**Reading text:**
I've been wanting to try out Cassandra for a while now, ever since I heard how easy replication is. Let's start with the basics:

  • Cassandra is a part of Apache Hadoop

  • Cassandra is a NoSQL database

  • Cassandra needs Java

  • Cassandra has two ways to manipulate data - The thrift language and also CQL

  • Cassandra can use CQL (Cassandra Query Language) for it's queries - parts of it SQL but it's not the same thing

Requirements:

  • Java needs to be installed already. If you don't have it already installed, follow my post here, steps 1-4, to install OpenJDK Note: Instead of steps 1-3 you can use this this script

1. Download Cassandra in the /tmp directory: (16mb)

cd /tmp ; wget ftp://apache.cs.utah.edu/apache.org/cassandra/1.2.4/apache-cassandra-1.2.4-bin.tar.gz

2. Create a directory to untar it to - based on http://wiki.apache.org/cassandra/GettingStarted Cassandra's default settings expect it to be under /var/lib/cassandra. It's easy to change those.

mkdir /opt

Untar it - in this case we untar to the directory we previously created: /opt

tar -xzf apache-cassandra-1.2.4-bin.tar.gz -C /opt

4. Now let's go and edit the directories that Cassandra expects to find. To do that we need to edit the file: /opt/apache-cassandra-1.2.4/conf/cassandra.yaml

ee /opt/apache-cassandra-1.2.4/conf/cassandra.yaml

5. Change the lines 106-107:

data_file_directories: - /var/lib/cassandra/data

to:

data_file_directories: - /opt/cassandra/data

6. Change line 110

commitlog_directory: /var/lib/cassandra/commitlog

to:

commitlog_directory: /opt/cassandra/commitlog

7. Change line 188:

saved_caches_directory: /var/lib/cassandra/saved_caches

to:

saved_caches_directory: /opt/cassandra/saved_caches

8. Now create the above 3 directories:

mkdir -p /opt/cassandra/data 
mkdir -p /opt/cassandra/commitlog 
mkdir -p /opt/cassandra/saved_caches

9. By default Cassandra also expects it's logs to go under: /var/log/cassandra/ This will work fine with FreeBSD but the directory needs to be created - create it with:

mkdir /var/log/cassandra

If your needs are different and you need to change this setting you can change that in file: /opt/apache-cassandra-1.2.4/conf/log4j-server.properties in line: 35

log4j.appender.R.File=/var/log/cassandra/system.log

10. Set the PATH for cassandra so you don't have to change to the correct path all the time:

set path=(/opt/apache-cassandra-1.2.4/bin $path)

**Data extract:**
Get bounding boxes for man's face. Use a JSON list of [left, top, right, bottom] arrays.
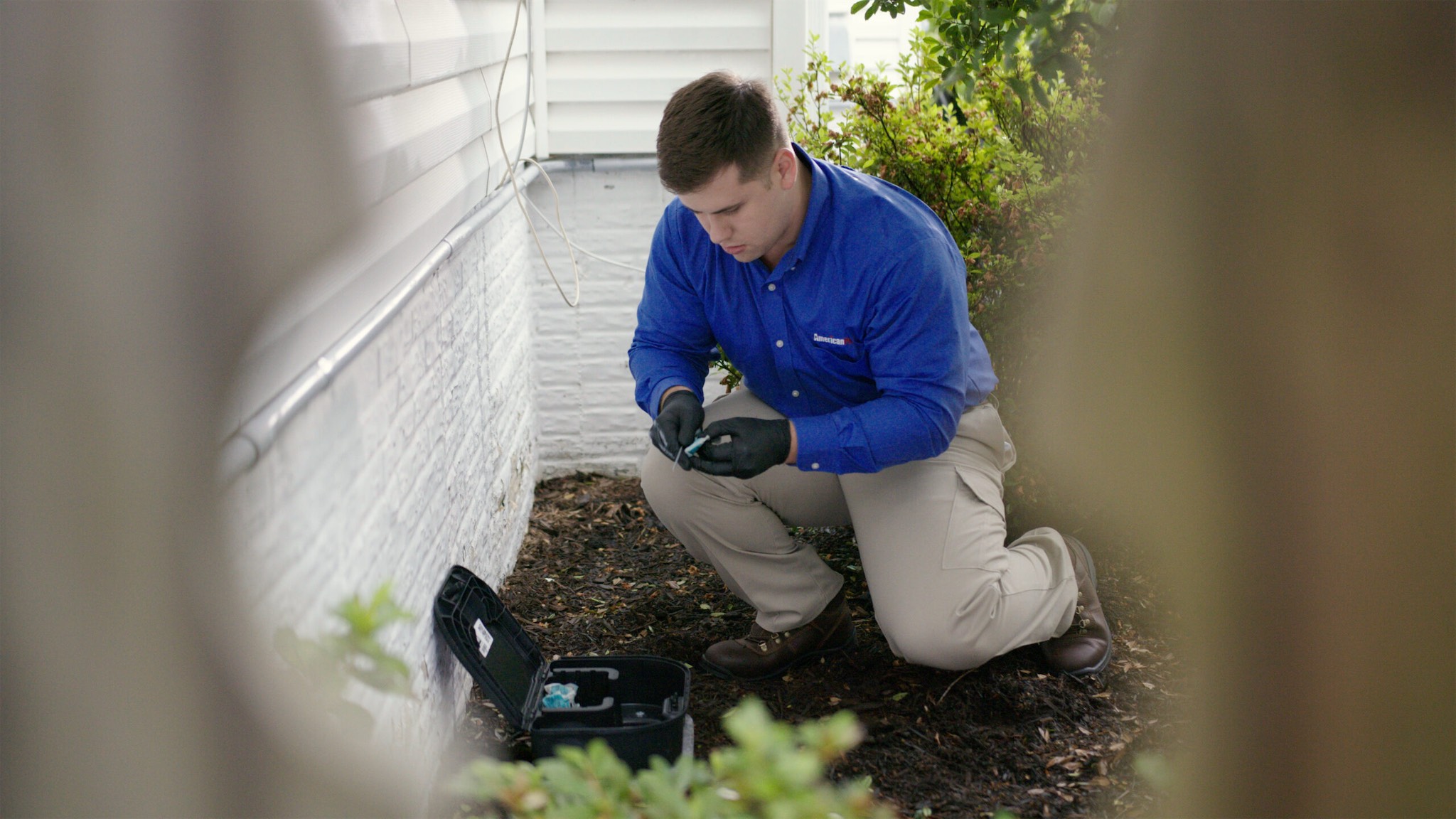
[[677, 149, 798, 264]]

* * *

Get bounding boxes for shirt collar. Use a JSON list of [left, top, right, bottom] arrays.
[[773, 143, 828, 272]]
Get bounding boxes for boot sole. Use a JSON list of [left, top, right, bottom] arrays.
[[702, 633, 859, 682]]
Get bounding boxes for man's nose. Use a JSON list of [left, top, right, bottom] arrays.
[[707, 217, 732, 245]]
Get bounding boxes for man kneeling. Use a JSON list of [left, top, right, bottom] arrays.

**Required work:**
a – Answer these from the Cassandra setup guide:
(i) How large is the Cassandra download?
(ii) Which line of cassandra.yaml holds the saved_caches_directory setting?
(iii) In which file and on which line can the log location be changed?
b – Pick up the Cassandra setup guide after its last step and continue it.
The records are drawn from a separate source.

**Answers to each task:**
a –
(i) 16mb
(ii) Line 188
(iii) /opt/apache-cassandra-1.2.4/conf/log4j-server.properties, line 35

b –
11. Make the PATH change permanent so everytime you login it's still set:

echo 'set path=(/opt/apache-cassandra-1.2.4/bin $path)' >> ~/.cshrc

12. Start cassandra with the -f switch to have it run in the foreground - recommended for the first run so you can see whether or not you get any errors

cassandra -f

Note: If you get an error like this:

Error: Exception thrown by the agent : java.net.MalformedURLException: Local host name unknown: java.net.UnknownHostException: weirdbricks: weirdbricks

The solution is here: http://www.wowza.com/forums/showthread.php?337-Malformed-URL-exception

In my /etc/hosts I had this entry:

127.0.0.1 localhost localhost.my.domain

I replaced it with:

127.0.0.1 weirdbricks localhost localhost.my.domain

and tried the command again:

cassandra -f

If all went well you will get loads of text but the end should look like this:

INFO 18:22:28,485 Binding thrift service to localhost/127.0.0.1:9160
INFO 18:22:28,553 Using TFramedTransport with a max frame size of 15728640 bytes.
INFO 18:22:28,569 Using synchronous/threadpool thrift server on localhost : 9160
INFO 18:22:28,572 Listening for thrift clients... 
INFO 18:22:38,482 Created default superuser 'cassandra'

13. OK - now use CTRL+C to stop it and restart without the -f flag so it runs in the background:

cassandra

Note: If you get stuck here:

INFO 18:31:16,933 Node localhost/127.0.0.1 state jump to normal 
INFO 18:31:16,944 Startup completed! Now serving reads.

Just press ENTER to continue - then you'll be back at the shell.

14. Make sure Cassandra is running - check the open ports:

sockstat -4 | grep 9160

You should get something like this:

root java 1163 55 tcp4 127.0.0.1:9160 *:*

15. Now connect with the cassandra-cli

cd /opt/apache-cassandra-1.2.4/bin 
./cassandra-cli

You should see something like this:

Connected to: "Test Cluster" on 127.0.0.1/9160 
Welcome to Cassandra CLI version 1.2.4 
Type 'help;' or '?' for help. Type 'quit;' or 'exit;' to quit.

16. To make Cassandra start up on boot let's write a nice one-liner and put it in a script:

Save the script under: /opt/apache-cassandra-1.2.4/bin/cassandra-boot.sh and add the following code:

#!/bin/csh 
#set the cassandra dir 
set cassandra_dir=/opt/apache-cassandra-1.2.4/bin
#set the cassandra log dir
set cassandra_log_dir=/var/log/cassandra 
#set the boot log file including a date 
set boot_log_file=$cassandra_log_dir/boot-`date +%m-%d-%Y-%H%M%S`.log
#checks if cassandra is already running 
set cassandra_running=`ps auxwww | grep java | grep cassandra | grep -v grep | wc -l` 
if ($cassandra_running >= 1) then 
  logger -s "Cassandra already running!"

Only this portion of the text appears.